Problem to solve.
Rewrite these lines, replacing "life ring" with "lifebuoy" and keeping everything else the same. Omit the pictures from your answer.

Extracted data.

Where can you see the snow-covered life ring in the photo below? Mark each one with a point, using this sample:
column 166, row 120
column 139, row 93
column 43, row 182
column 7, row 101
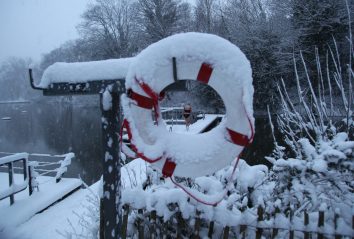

Task solution.
Where can you see the snow-covered lifebuoy in the photo below? Mark each one with a point, using this sample:
column 166, row 120
column 139, row 93
column 43, row 182
column 7, row 101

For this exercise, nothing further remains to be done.